Finding Book-Ness: ABC at CSU

Clarissa Jakobsons, Sakountala (detail)

Once books were simply vehicles, carrying the information they contained. For centuries, they were the most efficient way to traffic in words and pictures. In these digital days they still do that, but they have other functions, too: They are monuments to those ideas, celebrations, commemorations, and elaborations on them. They are a way not just to pass words and pictures around the society (which we can do much more efficiently and with greater contagion using the internet) but to ennoble those ideas by rendering them physically, and–by the sensual properties of paper, ink, and other materials–amplify the experience. They are also a starting point for exploring form, purpose, and definition of what exactly a book is.

Those are among the ideas on display in Art Books Cleveland’s exhibit, on view August 31 through October 5 in the Galleries at CSU.

Phyllis Cohen Brody, Mountaindale: A Memoir

It’s hard to believe that it’s been ten years since Bonne DeBlas, Amy Fishbach, and Melissa O’Grady got together over pizza to create Art Books Cleveland, to “explore, encourage, and teach both contemporary and traditional artistic practices of the hand-made book.” ABC celebrates the anniversary not with an origin story, but with an exhibit that surveys contemporary art book making in the region, through the practice of its members. ABC at Ten: A Retrospective Exhibit is an ecclectic show, with room for just about every understanding of what a physical, handmade book can be.

Indeed, the idea of words or pictures on pages to be turned in order is only a starting point. In the ABC show there certainly are conventional books bound in a spine with information on pages to be turned, but also accordion folded books, scrolls, objects that resemble those folded, fortune-telling games kids used to make on the school yard, whimsical machines for opening or closing a volume or turning its pages, and sculptural things, both with turn-able with pages and without.

Phobia Alphabet, Laura Martin

I made note of this all-inclusive diversity in conversation with Laura Martin, an ABC member who has several works in the show. “What exactly is an art book?” is at least an approximation of what I asked. As Laura said, an art book is an object that has “book-ness.”

[Your tasks]
A) Turn every line of the records below into a numbered list, leaving out any blank lines.
B) Carry on the article about the Art Books Cleveland exhibit, starting after its last sentence.
The records that follow have no connection to the article about the Art Books Cleveland exhibit.

[Given entries]
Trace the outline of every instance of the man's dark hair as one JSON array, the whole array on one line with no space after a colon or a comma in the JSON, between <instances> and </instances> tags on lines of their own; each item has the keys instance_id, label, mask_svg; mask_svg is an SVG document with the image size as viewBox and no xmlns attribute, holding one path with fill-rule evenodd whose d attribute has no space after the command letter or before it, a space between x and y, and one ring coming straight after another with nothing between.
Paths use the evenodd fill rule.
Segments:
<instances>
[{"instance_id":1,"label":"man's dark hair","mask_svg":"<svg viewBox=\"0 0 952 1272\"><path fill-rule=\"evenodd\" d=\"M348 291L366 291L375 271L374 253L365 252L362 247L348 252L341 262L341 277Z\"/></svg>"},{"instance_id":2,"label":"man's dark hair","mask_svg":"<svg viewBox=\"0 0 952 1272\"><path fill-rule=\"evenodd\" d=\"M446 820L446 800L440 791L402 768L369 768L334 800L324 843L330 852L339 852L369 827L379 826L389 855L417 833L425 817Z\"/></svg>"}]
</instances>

[Task results]
A)
1. Trace the outline of every instance of the man's dark hair as one JSON array, the whole array on one line with no space after a colon or a comma in the JSON, between <instances> and </instances> tags on lines of their own; each item has the keys instance_id, label, mask_svg; mask_svg is an SVG document with the image size as viewBox and no xmlns attribute, holding one path with fill-rule evenodd whose d attribute has no space after the command letter or before it, a space between x and y, and one ring coming straight after another with nothing between.
2. Paths use the evenodd fill rule.
3. Segments:
4. <instances>
5. [{"instance_id":1,"label":"man's dark hair","mask_svg":"<svg viewBox=\"0 0 952 1272\"><path fill-rule=\"evenodd\" d=\"M348 291L366 291L375 271L374 253L365 252L362 247L348 252L341 262L341 277Z\"/></svg>"},{"instance_id":2,"label":"man's dark hair","mask_svg":"<svg viewBox=\"0 0 952 1272\"><path fill-rule=\"evenodd\" d=\"M446 820L446 800L440 791L402 768L369 768L334 800L324 843L330 852L339 852L369 827L379 826L389 855L417 833L425 817Z\"/></svg>"}]
6. </instances>

B)
Fair enough. And this exhibit surely has that. There are a few forms that come up regularly in art books, perhaps chief among them the “abecedario,” or an alphabet book. Among Martin’s contributions to the show is her accordion folded Phobia Alphabet, presented in the round like a dark star. In hand-written ink on black paper with pictures in various materials, she illustrates fears, from Apeirophobia (the fear of infinity) to Zemmiphobia (fear of the great mole rat). It’s not a bad answer to Edward Gorey’s macabre 1963 ABC book, the Gashleycrumb Tinies.

The Opposite of Zenith, Bonne de Blas

Also on the dark side is Bonne de Blas’s “The Opposite of Zenith,” a black-on-black volume of handmade papers adorned with cut-out symbols and “text” that resembles stitches. The zenith of something is its high-point; the opposite of that, its “nadir,” obviously a low. The darkness of this piece reveals that we’re not just talking about mountains and valleys here, but emotions and life challenges.

Bette Bonder, Three Little Drops of Water

Both of these would count among the more conventional entries in this show. On the other end of the spectrum, Bette Bonder’s entries are as much about sculpture as they are “book-ness”–sculpture made of paper, with pages to turn or peer into, and words and pictures on them, but works which really depends on context for the viewer to think of them as books. Her “Carousel” was inspired by a wedding at the Western Reserve Historical Society, which is home to the Euclid Beach carousel. Her “Three Little Drops of Water” is based on her memory of a song from childhood. It has three panels folded into a structure, creating within it a cloud world. Visible through a cut-out window are the titular drops of water, suspended by thread from two wooden skewers, from which also hang small, books, the text of the song written by hand, illustrated with pencil and crayon.

Diane Britt, In A Station of the Metro (text by Ezra Pound)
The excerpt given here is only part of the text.